------ Source records ------

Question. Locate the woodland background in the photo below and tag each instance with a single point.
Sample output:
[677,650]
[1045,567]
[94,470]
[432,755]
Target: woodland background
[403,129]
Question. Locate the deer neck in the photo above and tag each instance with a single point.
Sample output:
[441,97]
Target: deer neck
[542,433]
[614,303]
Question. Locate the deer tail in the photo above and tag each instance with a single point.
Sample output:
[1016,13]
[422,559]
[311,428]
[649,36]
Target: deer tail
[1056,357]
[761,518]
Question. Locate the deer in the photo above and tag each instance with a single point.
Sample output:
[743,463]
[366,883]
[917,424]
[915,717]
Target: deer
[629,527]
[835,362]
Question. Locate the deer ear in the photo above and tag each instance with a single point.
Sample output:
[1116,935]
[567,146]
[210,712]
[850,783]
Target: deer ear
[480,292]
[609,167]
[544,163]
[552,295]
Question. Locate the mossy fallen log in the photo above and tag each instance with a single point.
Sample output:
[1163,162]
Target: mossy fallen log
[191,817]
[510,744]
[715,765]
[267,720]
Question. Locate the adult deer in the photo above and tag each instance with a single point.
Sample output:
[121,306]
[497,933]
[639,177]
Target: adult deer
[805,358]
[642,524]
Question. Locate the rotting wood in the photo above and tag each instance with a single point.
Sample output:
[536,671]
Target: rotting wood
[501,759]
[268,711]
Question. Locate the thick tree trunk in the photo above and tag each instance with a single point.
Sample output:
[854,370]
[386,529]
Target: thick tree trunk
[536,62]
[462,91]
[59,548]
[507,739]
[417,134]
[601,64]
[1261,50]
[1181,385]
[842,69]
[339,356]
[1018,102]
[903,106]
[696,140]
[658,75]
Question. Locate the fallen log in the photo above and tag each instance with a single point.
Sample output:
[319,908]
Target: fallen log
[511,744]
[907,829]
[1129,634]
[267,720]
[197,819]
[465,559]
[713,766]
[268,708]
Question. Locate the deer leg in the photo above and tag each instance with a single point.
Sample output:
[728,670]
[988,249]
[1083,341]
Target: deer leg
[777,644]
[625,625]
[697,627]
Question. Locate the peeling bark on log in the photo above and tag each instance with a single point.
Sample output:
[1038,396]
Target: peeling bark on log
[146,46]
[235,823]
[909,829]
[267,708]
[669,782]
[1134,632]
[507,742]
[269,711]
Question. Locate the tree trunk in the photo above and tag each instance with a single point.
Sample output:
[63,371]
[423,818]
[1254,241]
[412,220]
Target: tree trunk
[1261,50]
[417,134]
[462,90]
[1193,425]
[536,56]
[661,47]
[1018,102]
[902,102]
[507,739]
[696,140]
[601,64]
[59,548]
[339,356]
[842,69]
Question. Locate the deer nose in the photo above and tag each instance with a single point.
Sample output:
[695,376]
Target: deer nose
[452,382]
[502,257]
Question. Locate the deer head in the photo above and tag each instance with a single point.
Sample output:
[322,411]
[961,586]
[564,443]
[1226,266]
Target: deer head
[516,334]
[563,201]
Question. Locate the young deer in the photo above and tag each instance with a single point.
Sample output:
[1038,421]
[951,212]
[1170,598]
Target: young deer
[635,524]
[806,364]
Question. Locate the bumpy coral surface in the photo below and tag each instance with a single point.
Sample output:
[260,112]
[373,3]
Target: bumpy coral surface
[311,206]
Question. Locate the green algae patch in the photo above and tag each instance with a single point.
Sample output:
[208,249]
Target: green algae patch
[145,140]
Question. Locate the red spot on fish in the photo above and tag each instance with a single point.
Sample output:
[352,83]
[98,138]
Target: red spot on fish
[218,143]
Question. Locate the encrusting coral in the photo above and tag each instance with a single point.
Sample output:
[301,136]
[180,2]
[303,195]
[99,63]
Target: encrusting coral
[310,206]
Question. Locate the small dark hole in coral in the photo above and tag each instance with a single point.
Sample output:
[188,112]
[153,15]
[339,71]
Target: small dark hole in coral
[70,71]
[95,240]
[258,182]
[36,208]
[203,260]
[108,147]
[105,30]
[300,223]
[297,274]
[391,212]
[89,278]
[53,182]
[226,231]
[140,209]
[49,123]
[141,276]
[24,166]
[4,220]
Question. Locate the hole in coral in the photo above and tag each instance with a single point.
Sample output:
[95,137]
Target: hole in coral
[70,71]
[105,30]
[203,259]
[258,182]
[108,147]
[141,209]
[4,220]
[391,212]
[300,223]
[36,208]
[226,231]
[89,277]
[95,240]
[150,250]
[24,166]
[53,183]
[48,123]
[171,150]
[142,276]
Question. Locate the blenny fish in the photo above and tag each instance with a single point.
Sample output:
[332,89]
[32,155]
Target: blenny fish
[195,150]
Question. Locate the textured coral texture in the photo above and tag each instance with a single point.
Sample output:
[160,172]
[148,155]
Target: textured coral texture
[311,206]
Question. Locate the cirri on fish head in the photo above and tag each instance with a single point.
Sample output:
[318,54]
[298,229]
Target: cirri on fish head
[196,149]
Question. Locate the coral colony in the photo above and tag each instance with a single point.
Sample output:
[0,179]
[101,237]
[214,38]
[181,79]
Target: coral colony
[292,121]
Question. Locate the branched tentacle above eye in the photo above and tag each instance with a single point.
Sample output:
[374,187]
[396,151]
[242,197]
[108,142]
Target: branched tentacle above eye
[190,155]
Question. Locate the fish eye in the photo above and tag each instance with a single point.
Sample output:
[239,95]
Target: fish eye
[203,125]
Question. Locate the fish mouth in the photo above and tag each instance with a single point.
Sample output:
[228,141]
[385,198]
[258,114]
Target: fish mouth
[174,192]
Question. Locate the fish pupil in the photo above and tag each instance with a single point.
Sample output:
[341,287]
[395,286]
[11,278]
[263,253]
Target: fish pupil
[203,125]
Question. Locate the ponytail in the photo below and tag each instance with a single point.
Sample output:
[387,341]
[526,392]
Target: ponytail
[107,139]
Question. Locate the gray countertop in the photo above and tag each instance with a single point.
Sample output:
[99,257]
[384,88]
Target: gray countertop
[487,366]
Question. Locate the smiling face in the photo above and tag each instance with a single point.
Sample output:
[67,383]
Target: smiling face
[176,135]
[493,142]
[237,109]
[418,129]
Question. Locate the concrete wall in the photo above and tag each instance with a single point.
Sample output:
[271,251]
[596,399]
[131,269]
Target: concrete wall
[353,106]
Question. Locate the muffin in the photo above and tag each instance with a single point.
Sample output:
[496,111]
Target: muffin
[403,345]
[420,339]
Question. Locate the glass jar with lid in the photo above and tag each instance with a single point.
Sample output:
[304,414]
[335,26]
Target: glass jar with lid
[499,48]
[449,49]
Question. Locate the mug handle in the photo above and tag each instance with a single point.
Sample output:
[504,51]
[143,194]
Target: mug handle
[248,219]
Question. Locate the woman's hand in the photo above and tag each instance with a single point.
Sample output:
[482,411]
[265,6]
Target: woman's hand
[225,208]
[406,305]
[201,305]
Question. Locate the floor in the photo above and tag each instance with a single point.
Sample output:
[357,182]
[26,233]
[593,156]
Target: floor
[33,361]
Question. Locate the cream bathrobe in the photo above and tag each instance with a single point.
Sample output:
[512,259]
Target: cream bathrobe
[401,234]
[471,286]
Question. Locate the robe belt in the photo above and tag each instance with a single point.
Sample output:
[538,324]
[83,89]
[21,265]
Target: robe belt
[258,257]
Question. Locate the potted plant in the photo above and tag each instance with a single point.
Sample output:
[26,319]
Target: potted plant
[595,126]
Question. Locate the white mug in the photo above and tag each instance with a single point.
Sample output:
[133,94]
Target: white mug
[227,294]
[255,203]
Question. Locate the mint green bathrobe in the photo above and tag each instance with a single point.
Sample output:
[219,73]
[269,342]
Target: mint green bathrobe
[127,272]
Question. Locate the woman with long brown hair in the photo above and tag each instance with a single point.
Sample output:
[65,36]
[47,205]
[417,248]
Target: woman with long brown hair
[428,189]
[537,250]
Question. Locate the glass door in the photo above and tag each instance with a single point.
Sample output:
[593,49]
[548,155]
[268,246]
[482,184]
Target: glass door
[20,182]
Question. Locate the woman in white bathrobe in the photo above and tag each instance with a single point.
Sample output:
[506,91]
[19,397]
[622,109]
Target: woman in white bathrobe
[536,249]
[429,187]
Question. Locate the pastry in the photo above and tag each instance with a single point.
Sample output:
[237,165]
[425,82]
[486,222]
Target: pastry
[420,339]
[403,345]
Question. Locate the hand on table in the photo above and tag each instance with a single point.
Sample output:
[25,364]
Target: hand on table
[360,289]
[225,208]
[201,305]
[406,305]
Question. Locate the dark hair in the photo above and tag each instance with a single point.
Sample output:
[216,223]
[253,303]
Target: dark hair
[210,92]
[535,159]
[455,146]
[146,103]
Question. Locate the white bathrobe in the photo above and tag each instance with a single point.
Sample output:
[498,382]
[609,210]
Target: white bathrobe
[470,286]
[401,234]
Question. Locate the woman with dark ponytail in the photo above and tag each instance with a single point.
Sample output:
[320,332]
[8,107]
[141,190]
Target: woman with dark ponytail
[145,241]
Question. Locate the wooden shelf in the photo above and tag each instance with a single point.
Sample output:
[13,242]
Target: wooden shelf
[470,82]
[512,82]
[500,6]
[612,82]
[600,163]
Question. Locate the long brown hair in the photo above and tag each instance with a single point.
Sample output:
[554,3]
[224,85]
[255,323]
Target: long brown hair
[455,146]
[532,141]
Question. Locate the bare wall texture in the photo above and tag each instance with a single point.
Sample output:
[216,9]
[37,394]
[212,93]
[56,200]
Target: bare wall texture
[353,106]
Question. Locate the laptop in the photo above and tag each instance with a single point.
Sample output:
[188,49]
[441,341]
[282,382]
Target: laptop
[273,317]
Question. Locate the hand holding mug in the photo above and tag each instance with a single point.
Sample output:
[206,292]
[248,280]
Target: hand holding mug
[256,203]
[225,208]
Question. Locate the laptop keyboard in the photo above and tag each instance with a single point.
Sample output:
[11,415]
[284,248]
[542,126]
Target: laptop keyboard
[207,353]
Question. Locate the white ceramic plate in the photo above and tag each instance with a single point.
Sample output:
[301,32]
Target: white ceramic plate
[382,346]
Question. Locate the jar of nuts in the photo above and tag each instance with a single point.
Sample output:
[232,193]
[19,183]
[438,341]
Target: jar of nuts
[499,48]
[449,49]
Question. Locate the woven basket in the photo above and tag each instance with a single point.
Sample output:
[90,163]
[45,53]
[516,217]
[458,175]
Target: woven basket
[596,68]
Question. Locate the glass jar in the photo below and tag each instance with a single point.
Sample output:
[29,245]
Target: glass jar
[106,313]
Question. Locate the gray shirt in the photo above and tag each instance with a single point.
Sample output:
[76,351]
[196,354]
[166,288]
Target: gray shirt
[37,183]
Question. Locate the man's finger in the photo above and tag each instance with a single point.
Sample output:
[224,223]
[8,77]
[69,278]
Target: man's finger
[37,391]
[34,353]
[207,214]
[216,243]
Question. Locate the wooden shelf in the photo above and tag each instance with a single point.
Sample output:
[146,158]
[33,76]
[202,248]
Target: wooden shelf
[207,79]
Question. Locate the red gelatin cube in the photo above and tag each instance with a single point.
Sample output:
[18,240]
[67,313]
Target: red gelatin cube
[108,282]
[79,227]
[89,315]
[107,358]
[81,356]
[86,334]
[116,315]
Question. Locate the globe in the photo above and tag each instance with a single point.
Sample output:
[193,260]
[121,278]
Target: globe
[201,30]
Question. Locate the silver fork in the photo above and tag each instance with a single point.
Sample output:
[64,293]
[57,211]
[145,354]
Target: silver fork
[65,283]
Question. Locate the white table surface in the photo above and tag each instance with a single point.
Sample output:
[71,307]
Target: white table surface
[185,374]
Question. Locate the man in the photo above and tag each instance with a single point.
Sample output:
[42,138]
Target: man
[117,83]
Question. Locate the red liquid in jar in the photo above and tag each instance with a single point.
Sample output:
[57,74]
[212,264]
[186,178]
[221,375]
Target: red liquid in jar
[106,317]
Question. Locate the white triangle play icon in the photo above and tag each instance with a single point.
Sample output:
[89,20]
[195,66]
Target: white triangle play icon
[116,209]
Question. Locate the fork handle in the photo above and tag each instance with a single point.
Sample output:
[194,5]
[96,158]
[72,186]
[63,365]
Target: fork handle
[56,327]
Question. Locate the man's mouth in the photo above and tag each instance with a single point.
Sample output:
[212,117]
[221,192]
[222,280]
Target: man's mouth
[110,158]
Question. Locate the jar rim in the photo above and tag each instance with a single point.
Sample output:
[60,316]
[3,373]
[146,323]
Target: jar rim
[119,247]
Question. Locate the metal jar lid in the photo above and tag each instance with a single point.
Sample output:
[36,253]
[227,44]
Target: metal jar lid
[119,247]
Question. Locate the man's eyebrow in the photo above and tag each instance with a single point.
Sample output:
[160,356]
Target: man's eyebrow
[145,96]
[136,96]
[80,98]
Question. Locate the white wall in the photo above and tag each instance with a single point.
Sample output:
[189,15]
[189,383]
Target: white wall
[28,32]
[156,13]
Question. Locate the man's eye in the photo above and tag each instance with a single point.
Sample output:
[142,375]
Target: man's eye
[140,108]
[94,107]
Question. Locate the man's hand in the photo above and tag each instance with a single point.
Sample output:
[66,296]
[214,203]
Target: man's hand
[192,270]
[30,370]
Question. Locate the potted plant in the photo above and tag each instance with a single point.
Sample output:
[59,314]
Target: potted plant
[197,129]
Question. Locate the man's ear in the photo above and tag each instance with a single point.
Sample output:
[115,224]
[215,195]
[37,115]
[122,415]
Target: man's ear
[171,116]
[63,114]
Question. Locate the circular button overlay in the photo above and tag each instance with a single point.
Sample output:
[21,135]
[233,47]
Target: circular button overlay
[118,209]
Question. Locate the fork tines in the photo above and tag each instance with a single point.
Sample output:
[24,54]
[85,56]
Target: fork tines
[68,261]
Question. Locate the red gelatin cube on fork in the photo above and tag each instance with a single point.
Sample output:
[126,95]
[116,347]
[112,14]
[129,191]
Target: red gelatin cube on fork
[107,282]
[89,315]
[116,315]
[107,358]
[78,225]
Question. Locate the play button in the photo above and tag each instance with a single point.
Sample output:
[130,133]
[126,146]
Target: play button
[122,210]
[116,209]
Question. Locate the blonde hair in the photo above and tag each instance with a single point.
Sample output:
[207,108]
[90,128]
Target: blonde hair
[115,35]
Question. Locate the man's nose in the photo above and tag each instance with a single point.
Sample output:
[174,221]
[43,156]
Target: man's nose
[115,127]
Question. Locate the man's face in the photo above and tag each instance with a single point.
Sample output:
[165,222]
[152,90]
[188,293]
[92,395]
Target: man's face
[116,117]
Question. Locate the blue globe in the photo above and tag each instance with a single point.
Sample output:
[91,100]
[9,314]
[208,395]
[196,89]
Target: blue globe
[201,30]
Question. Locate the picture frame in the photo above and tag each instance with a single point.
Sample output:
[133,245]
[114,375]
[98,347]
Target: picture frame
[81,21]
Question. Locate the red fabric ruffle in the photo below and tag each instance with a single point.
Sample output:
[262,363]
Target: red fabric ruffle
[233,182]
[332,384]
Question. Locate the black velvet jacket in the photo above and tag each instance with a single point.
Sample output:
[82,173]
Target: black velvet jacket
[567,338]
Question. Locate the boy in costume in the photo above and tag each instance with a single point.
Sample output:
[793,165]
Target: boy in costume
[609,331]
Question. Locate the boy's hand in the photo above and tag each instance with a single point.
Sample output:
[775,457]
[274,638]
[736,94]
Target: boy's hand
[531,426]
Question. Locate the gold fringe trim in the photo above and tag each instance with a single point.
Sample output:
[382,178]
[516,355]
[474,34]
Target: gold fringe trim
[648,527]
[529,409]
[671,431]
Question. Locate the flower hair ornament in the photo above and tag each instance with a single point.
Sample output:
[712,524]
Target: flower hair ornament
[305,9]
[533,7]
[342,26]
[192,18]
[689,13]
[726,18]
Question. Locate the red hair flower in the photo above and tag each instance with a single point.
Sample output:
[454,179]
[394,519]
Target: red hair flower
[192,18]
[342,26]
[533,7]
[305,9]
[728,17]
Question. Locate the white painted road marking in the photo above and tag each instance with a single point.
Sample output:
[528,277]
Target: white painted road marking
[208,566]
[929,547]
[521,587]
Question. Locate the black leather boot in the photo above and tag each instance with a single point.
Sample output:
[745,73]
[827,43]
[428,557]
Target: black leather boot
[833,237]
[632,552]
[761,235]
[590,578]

------

Quote the line that contains "Question. Locate the red hair" and each line after it through the end of the data, exactly, leaving out everything else.

Question. Locate the red hair flower in the photo above and tag each instance with a single point.
Sample output:
[454,179]
[394,519]
Target: red hair flower
[192,18]
[342,26]
[533,7]
[305,9]
[728,17]
Question. Locate the white painted road marking in the photo above and tag each instance with a single point.
Sample output:
[528,277]
Target: white painted road marking
[208,566]
[929,547]
[521,587]
Question. Locate the black leather boot in the photo above and tag each instance with a single point.
Sample output:
[745,73]
[827,43]
[428,557]
Target: black leather boot
[833,237]
[632,552]
[761,235]
[590,578]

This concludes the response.